• _EXTRACT PROVIDED_
⁂
Jowyk began researching his law school's gun policy following the January incident in which a disgruntled student at Appalachian Law School, Peter Odighizuwa, allegedly shot and killed the school's dean, a professor and a student on campus before being subdued by two armed students, Mikael Gross and Tracy Bridges.
Gross and Bridges reportedly ran to their cars to fetch their own guns and returned to confront Odighizuwa, who surrendered after allegedly initiating a fistfight.
Jowyk was heartened by the students' intervention. But looking into GMU's gun policy, Jowyk found to his dismay that the school's board of visitors had in 1995 passed a ban on all weapons, concealed or otherwise, except by law enforcement officials.
Anyone who violates the school's gun ban would face administrative repercussions but not criminal charges, according to Jowyk.
Then in April, Virginia's Democratic governor, Mark Warner, signed a law prohibiting local governments from using administrative rules to pass gun restrictions that go beyond existing state law.
Jowyk's Second Amendment group is now investigating how that law might apply to GMU, though the group has not yet approached school administrators about changing the policy.
"There is a question that's being bandied about in the Commonwealth whether or not this university qualifies under that law as a locality," said Mike Lynch, chief of police for GMU law school's police department. "Today, I don't think we have the answer."
⁂
(Stored entries)
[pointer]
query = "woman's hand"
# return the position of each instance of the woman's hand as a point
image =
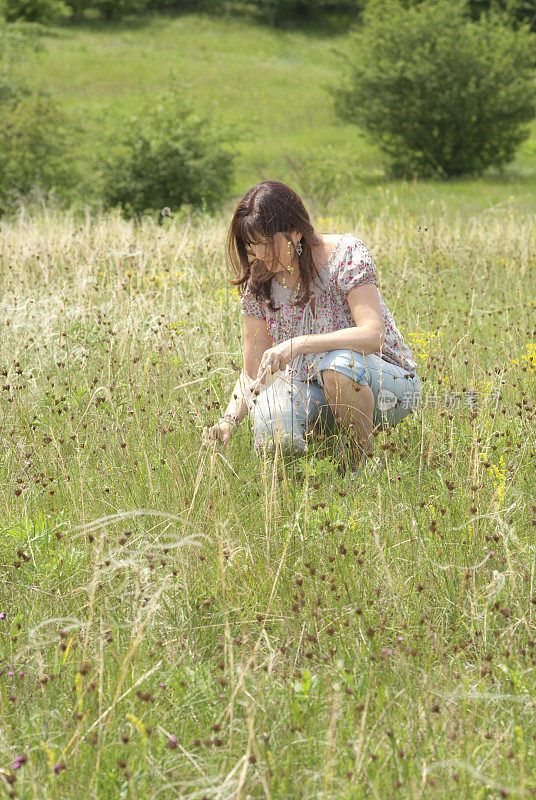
(220, 432)
(278, 357)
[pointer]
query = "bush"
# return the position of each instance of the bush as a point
(44, 11)
(440, 94)
(168, 156)
(34, 140)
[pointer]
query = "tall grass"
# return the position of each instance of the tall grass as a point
(192, 624)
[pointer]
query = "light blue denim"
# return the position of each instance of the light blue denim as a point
(286, 410)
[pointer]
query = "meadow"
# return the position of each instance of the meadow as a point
(274, 87)
(192, 624)
(208, 625)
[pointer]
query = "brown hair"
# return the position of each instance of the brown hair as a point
(268, 208)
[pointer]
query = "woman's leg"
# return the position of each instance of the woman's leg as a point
(285, 411)
(367, 392)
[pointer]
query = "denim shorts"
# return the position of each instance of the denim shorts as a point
(286, 410)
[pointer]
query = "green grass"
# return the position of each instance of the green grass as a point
(274, 85)
(181, 623)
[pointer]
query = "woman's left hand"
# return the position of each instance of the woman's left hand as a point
(278, 357)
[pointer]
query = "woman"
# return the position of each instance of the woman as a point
(312, 308)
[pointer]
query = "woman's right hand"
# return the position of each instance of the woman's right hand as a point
(220, 432)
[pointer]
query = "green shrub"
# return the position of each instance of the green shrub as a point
(34, 141)
(441, 94)
(167, 156)
(44, 11)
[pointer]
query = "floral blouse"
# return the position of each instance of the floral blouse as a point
(349, 265)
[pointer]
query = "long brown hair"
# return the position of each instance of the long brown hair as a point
(268, 208)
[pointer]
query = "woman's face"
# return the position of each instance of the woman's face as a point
(260, 250)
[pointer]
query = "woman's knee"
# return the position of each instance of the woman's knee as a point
(337, 363)
(278, 424)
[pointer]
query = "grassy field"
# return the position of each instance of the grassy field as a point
(286, 129)
(182, 624)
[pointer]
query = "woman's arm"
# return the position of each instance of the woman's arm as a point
(366, 337)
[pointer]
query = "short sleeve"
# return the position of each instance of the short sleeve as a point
(250, 305)
(357, 268)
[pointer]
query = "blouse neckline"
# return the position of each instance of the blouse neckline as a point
(322, 279)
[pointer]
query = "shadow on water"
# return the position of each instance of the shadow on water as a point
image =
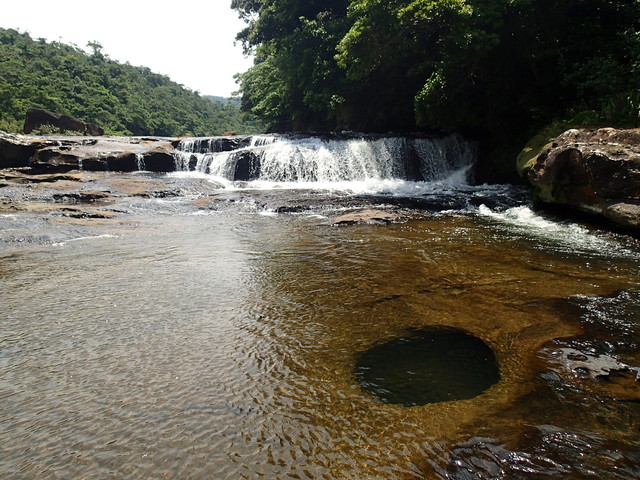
(214, 334)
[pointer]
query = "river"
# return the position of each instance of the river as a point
(218, 329)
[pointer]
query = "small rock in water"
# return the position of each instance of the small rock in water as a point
(366, 216)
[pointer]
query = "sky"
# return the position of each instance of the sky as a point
(191, 41)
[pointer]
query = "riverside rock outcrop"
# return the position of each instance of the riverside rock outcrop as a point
(62, 154)
(592, 171)
(37, 117)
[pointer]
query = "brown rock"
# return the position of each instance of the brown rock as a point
(592, 171)
(366, 216)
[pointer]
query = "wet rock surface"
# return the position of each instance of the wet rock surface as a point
(593, 171)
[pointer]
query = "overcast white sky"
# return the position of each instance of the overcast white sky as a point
(191, 41)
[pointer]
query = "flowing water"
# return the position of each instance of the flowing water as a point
(216, 328)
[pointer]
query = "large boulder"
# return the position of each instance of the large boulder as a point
(18, 150)
(37, 117)
(592, 171)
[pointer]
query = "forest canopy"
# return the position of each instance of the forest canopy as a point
(486, 68)
(121, 98)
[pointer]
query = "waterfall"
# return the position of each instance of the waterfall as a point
(286, 159)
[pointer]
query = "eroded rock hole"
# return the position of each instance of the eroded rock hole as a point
(430, 365)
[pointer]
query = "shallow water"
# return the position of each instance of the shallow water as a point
(221, 340)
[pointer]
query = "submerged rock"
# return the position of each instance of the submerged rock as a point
(592, 171)
(366, 216)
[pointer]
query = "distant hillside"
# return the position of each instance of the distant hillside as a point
(123, 99)
(223, 100)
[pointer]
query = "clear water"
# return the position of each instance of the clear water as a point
(201, 334)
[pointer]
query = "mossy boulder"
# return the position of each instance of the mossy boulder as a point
(595, 171)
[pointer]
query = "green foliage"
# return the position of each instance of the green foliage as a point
(493, 69)
(121, 98)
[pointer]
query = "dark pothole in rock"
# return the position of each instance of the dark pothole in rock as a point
(430, 365)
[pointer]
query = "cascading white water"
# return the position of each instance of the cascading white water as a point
(314, 159)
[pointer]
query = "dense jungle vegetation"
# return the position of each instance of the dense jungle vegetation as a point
(121, 98)
(496, 70)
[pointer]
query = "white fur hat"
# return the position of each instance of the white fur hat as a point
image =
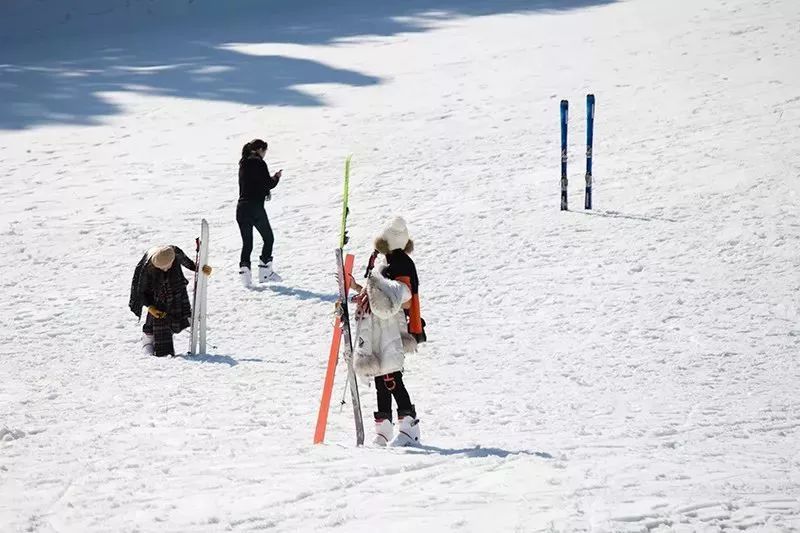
(162, 257)
(395, 234)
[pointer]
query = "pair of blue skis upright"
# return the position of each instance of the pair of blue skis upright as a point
(589, 142)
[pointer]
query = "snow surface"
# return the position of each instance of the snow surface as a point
(631, 368)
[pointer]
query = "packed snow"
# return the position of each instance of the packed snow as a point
(629, 368)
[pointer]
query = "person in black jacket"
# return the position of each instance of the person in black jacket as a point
(160, 286)
(255, 184)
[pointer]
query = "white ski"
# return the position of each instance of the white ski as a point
(198, 342)
(348, 350)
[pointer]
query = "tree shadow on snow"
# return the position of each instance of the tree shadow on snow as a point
(474, 452)
(300, 294)
(617, 214)
(63, 80)
(208, 358)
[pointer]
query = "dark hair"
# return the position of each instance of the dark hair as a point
(252, 147)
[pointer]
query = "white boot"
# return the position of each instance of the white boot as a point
(383, 432)
(246, 277)
(266, 274)
(148, 344)
(407, 432)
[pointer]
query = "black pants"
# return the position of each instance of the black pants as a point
(251, 215)
(388, 386)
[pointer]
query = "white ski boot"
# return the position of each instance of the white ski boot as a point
(246, 277)
(266, 274)
(148, 344)
(384, 429)
(407, 433)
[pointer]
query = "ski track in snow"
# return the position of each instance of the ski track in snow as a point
(632, 368)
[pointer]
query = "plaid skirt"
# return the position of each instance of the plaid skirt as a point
(175, 302)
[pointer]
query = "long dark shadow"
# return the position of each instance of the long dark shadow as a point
(208, 358)
(476, 451)
(61, 80)
(616, 214)
(300, 294)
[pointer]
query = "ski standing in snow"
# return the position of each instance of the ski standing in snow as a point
(255, 186)
(159, 284)
(389, 326)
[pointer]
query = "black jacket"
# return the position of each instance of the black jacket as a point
(255, 181)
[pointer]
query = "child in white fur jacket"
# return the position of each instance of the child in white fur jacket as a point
(388, 308)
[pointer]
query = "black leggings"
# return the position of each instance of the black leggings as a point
(248, 216)
(388, 386)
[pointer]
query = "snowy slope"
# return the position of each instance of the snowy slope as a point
(632, 368)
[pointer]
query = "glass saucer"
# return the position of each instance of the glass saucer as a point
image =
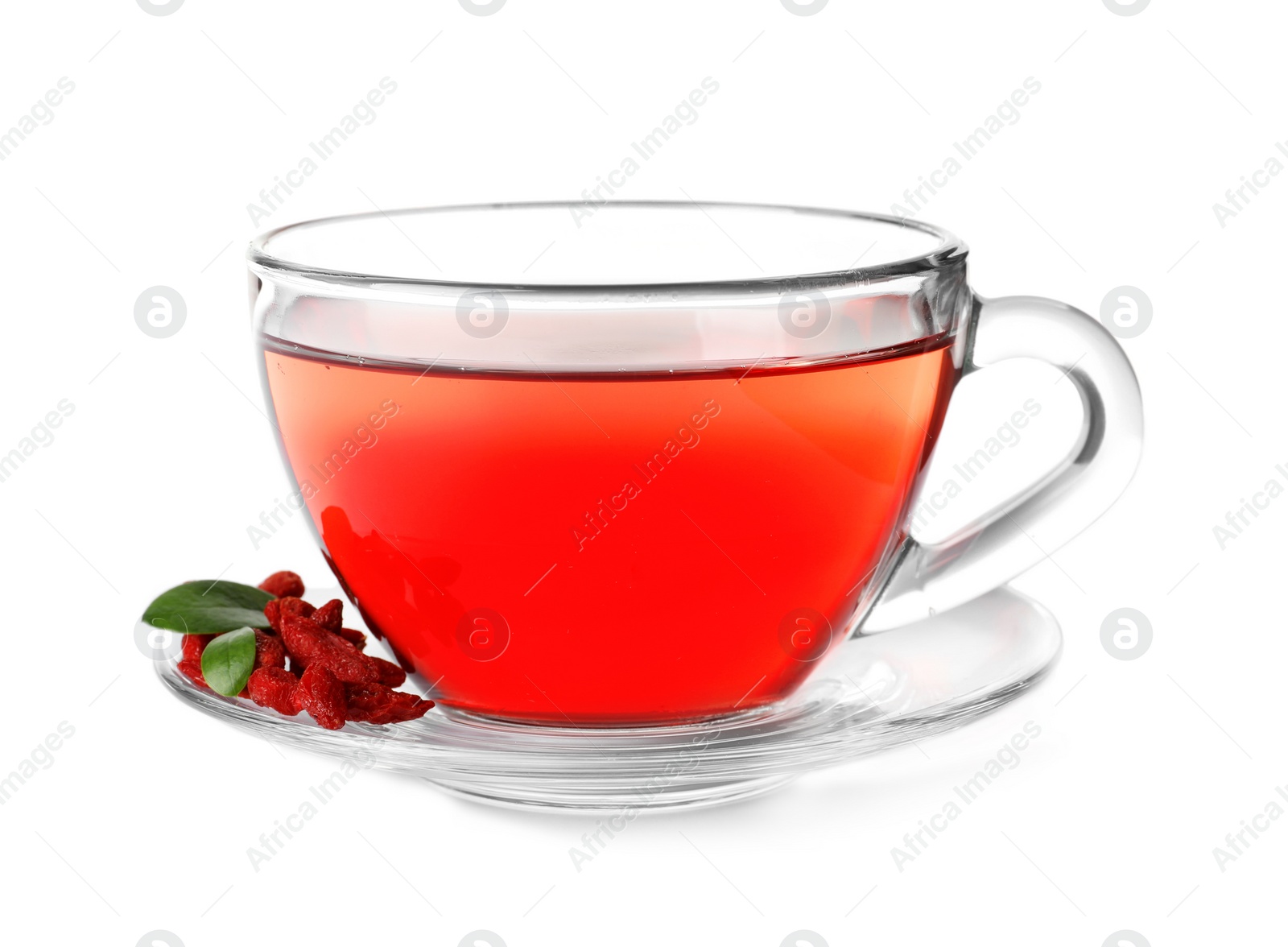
(873, 693)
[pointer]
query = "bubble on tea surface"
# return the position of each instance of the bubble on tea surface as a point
(1126, 635)
(489, 938)
(1125, 938)
(482, 313)
(1126, 10)
(158, 643)
(160, 10)
(1126, 311)
(804, 315)
(803, 10)
(160, 312)
(160, 937)
(483, 635)
(805, 635)
(480, 10)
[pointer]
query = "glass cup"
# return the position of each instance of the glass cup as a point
(639, 463)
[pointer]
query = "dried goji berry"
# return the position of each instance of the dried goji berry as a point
(328, 616)
(378, 704)
(274, 687)
(283, 584)
(192, 668)
(390, 674)
(353, 637)
(270, 651)
(311, 644)
(322, 696)
(295, 607)
(193, 646)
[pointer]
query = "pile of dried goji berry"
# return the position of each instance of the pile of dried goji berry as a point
(328, 676)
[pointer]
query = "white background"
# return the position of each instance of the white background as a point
(142, 178)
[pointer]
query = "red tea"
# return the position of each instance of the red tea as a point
(626, 548)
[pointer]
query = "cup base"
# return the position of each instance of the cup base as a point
(879, 693)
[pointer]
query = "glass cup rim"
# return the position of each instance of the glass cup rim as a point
(948, 251)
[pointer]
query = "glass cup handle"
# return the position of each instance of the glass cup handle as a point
(1024, 531)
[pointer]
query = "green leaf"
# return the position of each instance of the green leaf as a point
(209, 609)
(227, 661)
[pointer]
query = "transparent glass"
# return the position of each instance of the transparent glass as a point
(637, 464)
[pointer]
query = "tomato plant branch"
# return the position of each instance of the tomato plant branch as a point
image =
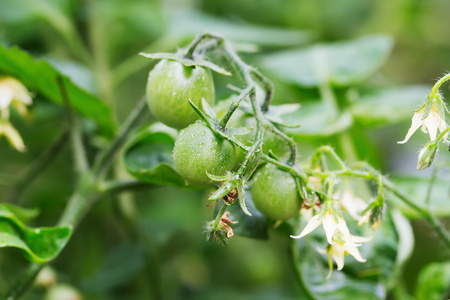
(104, 159)
(244, 94)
⁂
Extend the article on GMU's gun policy above, picking up after its final paragraph.

• _EXPECTED OUTPUT_
If that legal question is eventually resolved in the school's favor, Lynch says he will likely recommend that the weapons ban continue.
"The more people that have guns...on them, it is my opinion that that would increase the propensity for somebody getting hurt," either through accident or mischief, said Lynch. "And I don't want to see that."
But the controversy surrounding gun bans on state colleges and universities isn't limited to Virginia.
In January, the Utah legislature launched an inquiry into the University of Utah's 25-year-old gun ban after state Attorney General Mark Shurtleff said state laws on concealed weapons prohibited agencies and schools from banning them from state property.
"We need to have the right to exclude weapons on campus," University of Utah President Bernie Machen testified to legislators, describing the decision as a matter of academic freedom. "If it ain't broke, don't fix it," he said. Machen has also argued that the ban fosters a safe learning environment.
On March 6, the Utah Senate passed a GOP-sponsored bill allowing the legislature to cut in half the school's administration budget if the gun ban continues. The university responded two weeks later by initiating a court challenge, asking a U.S. District Court judge to uphold the school's gun ban.
Also in March, Ohio University's 2000 "workforce violence policy" prohibiting any carrying or displaying of weapons became the subject of controversy when a journalism professor was directed to remove a Civil War-era gun he had displayed on his wall for more than a decade. University administrators reportedly are re-evaluating the policy.
"I feel like I've really been fingered as a dangerous person," Patrick Washburn told the University Wire.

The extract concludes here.